## YOUR TASK:
Print, please, the line that contains "Objective — a point for each instance of the leafy" and each line after it to the end of the entries, unchanged and with nothing else.

◆ ◆ ◆ ◆ ◆

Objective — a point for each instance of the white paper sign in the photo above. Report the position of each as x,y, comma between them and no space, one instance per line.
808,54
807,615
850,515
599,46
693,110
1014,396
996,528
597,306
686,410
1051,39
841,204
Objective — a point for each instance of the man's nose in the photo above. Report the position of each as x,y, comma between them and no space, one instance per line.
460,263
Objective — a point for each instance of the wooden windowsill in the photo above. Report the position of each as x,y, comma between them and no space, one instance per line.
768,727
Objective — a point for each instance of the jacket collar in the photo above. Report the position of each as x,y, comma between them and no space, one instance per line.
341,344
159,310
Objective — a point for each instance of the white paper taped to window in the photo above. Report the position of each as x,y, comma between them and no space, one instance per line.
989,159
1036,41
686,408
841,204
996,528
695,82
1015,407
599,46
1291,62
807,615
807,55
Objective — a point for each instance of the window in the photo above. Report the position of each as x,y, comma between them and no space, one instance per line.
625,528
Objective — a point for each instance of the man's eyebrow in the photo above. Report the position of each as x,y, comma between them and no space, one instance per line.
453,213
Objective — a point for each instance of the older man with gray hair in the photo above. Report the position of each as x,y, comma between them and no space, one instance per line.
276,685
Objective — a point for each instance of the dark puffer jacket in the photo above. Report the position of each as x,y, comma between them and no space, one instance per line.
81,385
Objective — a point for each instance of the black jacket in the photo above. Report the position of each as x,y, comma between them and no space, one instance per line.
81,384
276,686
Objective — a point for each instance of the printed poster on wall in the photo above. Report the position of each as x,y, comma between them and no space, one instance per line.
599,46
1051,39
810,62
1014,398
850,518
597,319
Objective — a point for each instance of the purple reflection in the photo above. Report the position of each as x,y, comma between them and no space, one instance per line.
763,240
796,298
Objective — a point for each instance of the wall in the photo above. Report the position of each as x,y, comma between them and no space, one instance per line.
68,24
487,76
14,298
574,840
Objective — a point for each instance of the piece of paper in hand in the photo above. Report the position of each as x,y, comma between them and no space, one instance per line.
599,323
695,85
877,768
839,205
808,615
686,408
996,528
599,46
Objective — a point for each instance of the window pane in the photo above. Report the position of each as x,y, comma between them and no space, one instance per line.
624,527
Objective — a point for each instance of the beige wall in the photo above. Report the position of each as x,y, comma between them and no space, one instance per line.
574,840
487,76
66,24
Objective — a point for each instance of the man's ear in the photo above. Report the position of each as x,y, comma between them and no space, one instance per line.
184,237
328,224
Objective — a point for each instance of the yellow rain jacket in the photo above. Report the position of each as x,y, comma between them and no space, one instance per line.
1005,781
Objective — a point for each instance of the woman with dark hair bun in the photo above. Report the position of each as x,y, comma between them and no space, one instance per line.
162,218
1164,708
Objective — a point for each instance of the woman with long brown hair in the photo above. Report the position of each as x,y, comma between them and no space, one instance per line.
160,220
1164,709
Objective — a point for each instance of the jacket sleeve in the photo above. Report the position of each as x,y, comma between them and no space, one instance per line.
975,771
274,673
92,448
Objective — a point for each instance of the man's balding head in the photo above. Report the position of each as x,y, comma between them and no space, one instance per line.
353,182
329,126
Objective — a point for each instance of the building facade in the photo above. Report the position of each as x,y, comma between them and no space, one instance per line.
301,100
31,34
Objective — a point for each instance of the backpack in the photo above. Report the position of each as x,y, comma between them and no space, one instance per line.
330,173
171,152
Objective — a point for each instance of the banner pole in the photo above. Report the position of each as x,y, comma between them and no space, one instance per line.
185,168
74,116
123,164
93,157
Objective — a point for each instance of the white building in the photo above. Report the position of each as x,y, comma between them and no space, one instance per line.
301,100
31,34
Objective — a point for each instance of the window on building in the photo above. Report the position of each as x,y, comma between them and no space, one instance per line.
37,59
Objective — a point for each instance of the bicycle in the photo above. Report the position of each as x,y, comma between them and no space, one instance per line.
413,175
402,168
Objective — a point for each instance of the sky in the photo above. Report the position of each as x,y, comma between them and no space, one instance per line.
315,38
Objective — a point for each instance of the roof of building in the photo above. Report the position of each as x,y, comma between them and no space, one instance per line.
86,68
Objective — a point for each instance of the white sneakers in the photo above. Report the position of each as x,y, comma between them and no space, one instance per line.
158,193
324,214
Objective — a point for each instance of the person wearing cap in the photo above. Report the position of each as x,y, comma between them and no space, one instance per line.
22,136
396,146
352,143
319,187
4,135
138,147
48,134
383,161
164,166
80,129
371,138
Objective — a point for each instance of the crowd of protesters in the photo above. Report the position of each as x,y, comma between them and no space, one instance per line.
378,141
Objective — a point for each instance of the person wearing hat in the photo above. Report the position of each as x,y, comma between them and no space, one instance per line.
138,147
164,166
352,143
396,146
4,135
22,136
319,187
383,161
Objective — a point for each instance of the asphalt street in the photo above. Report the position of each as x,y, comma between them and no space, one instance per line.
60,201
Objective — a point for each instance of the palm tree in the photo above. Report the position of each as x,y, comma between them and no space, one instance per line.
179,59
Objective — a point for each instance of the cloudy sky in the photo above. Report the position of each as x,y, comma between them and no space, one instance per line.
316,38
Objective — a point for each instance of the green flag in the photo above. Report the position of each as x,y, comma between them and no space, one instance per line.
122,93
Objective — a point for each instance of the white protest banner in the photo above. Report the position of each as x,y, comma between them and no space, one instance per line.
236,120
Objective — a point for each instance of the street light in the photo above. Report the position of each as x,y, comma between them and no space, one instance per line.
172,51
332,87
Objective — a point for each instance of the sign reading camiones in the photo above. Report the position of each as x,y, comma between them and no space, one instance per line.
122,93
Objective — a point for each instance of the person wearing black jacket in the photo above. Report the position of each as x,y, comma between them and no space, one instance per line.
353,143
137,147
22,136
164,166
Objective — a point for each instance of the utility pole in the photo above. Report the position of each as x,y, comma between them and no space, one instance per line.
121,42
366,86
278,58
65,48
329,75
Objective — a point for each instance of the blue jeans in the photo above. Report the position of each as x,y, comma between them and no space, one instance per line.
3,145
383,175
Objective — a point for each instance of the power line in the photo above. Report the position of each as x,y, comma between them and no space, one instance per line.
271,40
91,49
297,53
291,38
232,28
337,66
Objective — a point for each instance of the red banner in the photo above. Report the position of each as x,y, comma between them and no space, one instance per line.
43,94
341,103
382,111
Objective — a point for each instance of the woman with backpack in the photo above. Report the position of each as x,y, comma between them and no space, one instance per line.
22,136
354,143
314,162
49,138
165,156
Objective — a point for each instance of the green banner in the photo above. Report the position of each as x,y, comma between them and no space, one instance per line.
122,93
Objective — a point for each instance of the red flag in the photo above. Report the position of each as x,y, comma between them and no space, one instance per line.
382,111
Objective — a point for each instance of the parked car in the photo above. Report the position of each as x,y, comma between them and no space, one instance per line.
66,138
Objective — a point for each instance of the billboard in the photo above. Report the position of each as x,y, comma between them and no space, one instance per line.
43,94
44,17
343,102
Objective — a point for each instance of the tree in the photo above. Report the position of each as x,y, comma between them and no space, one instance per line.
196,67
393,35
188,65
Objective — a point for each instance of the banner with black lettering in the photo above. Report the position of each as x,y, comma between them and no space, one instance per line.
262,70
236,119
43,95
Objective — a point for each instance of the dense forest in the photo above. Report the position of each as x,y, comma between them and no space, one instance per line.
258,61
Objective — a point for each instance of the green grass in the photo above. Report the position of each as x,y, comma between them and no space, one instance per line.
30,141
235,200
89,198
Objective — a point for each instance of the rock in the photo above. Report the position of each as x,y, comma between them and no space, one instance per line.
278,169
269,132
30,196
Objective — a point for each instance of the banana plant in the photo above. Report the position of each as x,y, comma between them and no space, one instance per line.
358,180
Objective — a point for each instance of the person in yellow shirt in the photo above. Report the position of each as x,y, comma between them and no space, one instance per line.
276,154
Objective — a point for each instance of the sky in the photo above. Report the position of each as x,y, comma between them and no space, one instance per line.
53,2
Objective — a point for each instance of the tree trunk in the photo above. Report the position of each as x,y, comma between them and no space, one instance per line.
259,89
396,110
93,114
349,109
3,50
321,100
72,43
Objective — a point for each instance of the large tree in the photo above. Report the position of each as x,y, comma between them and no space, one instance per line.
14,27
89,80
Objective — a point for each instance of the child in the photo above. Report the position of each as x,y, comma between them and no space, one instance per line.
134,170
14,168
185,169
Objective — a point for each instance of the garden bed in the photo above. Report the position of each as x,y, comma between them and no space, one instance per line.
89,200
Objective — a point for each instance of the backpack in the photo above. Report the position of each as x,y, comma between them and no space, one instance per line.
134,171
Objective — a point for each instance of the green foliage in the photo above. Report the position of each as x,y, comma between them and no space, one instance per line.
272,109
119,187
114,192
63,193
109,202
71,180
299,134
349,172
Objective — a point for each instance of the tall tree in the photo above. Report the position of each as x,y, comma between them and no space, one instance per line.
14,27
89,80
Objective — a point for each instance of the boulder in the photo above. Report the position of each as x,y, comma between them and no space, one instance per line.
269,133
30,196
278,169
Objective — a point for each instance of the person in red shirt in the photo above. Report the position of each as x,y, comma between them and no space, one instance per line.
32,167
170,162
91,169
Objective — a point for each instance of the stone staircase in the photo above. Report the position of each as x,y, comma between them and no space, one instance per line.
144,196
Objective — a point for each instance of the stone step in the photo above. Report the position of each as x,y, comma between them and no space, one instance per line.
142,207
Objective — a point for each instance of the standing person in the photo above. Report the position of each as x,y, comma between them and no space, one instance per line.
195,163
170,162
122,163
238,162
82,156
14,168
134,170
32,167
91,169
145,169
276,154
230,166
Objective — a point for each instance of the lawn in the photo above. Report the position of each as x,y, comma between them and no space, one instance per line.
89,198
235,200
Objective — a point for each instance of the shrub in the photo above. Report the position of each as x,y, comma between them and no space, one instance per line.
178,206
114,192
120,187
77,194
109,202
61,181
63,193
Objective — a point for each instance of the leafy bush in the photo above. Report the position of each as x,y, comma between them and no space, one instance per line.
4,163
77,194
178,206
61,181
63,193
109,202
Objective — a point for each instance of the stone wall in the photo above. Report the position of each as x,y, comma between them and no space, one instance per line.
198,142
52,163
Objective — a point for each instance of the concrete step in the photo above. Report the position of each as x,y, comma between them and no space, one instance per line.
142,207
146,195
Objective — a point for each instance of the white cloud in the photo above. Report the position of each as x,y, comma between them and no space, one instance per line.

◆ ◆ ◆ ◆ ◆

## CORRECT OUTPUT:
Objective — a point for each instance of the leafy bush in the photo above. Report the position of each as x,y, comma between them and no space, one instance per line.
4,163
77,194
178,206
61,181
63,193
109,202
Objective — a point for each instance of the stone wall in the photo above. Report the position of each as x,y, comma between them and no space, one instance per line.
198,142
52,163
Objective — a point for each instance of the concrete step in the photo above. Report the position of each as x,y, comma between them and no space, one instance per line.
142,207
146,195
Objective — a point for each instance of the white cloud in the photo above. Report the position of each as x,y, comma between them and no space, one instance per line.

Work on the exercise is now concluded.